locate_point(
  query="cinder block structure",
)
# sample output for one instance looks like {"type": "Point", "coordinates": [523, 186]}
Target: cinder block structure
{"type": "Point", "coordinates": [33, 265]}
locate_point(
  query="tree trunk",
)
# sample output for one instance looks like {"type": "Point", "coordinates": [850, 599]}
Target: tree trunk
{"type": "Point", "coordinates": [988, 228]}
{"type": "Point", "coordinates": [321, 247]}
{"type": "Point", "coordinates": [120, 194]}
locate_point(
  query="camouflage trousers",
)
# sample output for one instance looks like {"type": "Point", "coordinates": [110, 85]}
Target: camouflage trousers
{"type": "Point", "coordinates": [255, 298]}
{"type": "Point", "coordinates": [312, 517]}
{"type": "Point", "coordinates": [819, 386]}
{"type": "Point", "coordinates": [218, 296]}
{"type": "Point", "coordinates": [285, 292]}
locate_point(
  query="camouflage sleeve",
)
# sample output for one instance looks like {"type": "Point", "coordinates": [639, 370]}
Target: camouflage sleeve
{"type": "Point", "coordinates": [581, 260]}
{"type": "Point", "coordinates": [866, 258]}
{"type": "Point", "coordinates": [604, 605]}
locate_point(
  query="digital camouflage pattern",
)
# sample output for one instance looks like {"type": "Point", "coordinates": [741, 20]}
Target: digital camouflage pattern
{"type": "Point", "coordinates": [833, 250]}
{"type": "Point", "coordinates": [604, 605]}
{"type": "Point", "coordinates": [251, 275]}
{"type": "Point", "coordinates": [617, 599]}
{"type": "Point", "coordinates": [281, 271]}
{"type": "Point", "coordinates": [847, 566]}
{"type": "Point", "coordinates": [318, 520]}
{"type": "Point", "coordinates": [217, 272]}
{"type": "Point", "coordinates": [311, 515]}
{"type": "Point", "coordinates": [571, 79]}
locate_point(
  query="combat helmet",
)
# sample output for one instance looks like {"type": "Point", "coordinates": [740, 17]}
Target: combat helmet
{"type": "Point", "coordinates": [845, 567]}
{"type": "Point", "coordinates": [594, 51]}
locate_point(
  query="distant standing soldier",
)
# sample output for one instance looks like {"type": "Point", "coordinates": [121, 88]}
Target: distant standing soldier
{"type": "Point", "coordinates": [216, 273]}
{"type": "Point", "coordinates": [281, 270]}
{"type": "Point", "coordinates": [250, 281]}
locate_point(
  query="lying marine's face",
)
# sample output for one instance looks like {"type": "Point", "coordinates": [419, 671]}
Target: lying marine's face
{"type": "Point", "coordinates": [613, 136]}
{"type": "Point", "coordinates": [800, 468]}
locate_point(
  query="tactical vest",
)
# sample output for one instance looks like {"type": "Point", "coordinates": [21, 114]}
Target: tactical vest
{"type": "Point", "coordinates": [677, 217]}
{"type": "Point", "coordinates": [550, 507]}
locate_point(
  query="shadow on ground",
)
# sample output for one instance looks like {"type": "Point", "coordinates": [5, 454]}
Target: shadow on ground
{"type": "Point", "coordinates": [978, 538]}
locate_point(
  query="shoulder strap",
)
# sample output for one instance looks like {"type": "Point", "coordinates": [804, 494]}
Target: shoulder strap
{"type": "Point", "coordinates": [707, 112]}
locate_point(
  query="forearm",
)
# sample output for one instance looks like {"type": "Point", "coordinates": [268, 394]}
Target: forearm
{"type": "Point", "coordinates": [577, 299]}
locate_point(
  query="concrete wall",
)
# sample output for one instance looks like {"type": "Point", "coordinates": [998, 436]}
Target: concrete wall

* Exercise instructions *
Gather every line in the items above that contains the word "face".

* Response to this exercise *
  query="lying marine's face",
Target: lying marine's face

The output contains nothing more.